* BEGIN *
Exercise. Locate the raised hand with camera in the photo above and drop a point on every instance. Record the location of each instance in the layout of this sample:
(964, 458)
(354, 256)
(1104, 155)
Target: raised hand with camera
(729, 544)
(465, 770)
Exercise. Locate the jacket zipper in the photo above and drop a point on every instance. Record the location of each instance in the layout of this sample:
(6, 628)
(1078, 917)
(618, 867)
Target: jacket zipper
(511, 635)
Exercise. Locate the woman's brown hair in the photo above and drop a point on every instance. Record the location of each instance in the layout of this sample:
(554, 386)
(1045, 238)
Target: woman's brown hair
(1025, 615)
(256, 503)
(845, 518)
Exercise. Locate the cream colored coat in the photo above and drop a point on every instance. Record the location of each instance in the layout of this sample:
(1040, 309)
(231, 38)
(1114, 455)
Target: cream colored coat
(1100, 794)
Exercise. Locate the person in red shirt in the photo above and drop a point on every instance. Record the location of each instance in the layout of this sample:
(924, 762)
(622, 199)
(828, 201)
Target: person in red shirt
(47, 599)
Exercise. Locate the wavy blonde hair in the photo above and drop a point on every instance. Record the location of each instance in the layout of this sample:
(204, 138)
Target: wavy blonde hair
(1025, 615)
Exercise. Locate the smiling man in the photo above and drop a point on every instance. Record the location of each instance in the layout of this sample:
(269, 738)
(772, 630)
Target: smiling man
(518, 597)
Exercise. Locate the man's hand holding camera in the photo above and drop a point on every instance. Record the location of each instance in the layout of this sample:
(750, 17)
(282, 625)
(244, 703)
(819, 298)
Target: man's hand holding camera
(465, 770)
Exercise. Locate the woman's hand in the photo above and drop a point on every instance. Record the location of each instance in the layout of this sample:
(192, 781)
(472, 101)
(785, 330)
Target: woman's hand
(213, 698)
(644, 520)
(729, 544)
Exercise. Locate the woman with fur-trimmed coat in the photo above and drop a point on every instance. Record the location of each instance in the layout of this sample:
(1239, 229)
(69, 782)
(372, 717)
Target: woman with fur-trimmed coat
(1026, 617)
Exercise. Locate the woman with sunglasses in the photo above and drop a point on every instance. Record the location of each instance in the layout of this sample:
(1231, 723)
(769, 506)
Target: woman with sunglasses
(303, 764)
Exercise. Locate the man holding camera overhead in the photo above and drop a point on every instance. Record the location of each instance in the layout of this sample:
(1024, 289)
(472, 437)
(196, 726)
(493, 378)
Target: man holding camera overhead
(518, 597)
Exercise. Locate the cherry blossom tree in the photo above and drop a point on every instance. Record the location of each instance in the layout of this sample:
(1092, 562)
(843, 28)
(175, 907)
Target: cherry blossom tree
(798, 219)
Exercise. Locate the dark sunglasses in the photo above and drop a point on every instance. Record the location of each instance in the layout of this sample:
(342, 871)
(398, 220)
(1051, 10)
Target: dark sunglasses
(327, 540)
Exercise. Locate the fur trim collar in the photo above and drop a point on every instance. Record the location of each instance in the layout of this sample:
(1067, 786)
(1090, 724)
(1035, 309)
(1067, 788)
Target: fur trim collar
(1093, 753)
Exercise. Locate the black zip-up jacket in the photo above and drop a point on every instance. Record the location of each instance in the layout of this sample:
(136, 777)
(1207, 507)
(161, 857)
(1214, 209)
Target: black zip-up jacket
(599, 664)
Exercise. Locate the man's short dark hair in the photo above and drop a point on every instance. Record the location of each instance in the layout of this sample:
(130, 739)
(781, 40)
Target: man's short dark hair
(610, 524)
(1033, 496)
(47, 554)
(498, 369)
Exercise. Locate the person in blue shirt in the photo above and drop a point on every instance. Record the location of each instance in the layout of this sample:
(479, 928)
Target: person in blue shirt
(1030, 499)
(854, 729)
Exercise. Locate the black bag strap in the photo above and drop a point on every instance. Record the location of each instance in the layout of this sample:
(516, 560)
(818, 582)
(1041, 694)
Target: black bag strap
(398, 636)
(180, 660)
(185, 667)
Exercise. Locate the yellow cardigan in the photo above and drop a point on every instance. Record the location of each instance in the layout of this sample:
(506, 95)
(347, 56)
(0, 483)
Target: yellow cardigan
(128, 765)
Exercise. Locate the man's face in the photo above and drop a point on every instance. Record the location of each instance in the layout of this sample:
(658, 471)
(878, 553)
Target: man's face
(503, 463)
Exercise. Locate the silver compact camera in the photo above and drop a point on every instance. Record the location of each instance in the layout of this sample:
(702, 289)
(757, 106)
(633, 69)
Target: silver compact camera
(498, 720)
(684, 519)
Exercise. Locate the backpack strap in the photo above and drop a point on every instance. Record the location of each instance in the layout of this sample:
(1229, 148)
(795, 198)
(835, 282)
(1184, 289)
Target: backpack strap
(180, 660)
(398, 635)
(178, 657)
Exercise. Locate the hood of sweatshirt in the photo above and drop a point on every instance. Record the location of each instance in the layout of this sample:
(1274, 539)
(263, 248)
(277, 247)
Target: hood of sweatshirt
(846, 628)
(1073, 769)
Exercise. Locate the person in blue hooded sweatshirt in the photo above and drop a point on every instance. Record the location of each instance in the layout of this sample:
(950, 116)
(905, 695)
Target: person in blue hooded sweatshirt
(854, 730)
* END *
* BEGIN *
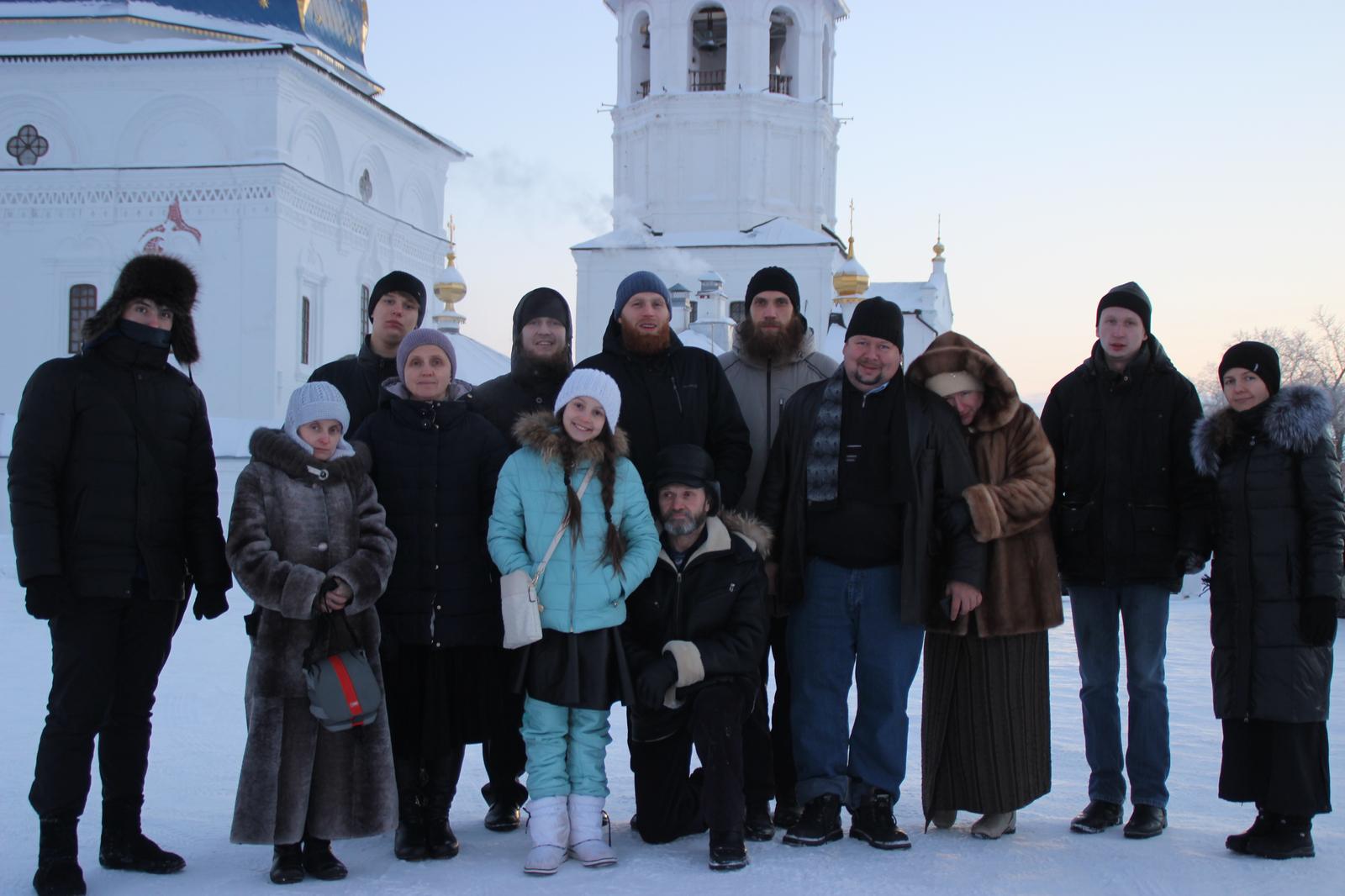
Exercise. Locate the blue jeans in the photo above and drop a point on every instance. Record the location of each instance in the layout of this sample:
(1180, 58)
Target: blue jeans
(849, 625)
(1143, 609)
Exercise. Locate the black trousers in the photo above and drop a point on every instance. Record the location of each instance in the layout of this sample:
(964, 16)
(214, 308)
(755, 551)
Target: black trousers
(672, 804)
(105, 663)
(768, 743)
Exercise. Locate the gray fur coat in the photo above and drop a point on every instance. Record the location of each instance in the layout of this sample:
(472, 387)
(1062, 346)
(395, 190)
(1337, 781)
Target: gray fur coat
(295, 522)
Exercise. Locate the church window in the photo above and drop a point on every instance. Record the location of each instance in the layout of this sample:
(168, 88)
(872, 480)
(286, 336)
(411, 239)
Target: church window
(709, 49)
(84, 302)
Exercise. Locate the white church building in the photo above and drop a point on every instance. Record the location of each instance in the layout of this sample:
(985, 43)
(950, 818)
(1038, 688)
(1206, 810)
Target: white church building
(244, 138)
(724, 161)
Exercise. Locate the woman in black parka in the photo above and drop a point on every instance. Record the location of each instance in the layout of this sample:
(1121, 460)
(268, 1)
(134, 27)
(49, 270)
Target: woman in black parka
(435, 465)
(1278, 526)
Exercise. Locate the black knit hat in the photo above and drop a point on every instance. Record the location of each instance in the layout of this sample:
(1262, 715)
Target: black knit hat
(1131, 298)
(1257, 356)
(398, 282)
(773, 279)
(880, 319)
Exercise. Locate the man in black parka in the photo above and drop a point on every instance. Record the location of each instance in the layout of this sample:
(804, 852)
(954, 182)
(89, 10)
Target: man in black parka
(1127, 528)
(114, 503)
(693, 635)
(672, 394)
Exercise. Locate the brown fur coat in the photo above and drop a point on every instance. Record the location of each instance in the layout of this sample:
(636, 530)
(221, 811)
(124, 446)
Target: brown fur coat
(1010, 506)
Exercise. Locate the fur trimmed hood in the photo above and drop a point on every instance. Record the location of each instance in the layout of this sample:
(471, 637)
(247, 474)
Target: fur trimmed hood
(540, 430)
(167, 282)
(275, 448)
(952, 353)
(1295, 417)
* END *
* BEGIN *
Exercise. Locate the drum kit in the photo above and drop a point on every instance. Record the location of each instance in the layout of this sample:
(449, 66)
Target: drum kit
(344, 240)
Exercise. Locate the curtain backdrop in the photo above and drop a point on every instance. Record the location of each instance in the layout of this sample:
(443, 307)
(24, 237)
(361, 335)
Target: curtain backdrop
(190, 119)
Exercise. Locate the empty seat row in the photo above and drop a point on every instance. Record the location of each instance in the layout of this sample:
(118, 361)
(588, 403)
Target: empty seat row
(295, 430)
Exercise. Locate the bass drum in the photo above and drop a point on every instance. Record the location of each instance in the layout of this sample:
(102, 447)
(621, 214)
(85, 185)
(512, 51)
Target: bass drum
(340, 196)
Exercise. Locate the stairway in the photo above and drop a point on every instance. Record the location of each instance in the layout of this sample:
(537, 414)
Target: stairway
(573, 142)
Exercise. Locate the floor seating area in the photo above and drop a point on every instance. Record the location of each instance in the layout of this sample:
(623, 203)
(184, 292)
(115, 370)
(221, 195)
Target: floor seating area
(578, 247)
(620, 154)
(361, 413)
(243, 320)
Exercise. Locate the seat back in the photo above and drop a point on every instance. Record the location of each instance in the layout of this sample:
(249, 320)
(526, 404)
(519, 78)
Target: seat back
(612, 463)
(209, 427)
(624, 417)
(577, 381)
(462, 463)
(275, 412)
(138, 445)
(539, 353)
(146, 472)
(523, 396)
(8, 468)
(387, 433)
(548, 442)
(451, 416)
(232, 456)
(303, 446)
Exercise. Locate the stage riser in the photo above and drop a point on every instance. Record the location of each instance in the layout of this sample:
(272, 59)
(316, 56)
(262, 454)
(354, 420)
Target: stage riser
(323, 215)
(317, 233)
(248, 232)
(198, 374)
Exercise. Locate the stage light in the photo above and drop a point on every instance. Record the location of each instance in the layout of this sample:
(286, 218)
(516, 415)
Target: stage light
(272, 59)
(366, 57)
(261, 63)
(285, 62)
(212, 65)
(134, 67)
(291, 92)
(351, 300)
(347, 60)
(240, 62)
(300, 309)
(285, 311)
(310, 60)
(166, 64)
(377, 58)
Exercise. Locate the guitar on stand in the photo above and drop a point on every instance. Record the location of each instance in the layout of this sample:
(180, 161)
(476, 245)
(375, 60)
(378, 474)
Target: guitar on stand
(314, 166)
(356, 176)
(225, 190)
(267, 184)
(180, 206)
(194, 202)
* END *
- _WORK REQUIRED_:
Pick out each line of the data above that contains the word "curtain".

- _REPLY_:
Exercise. Locate the curtain backdrop in the photo above and drop a point on every instance. Record the location of each instance in the layout of this sample:
Target: curtain backdrop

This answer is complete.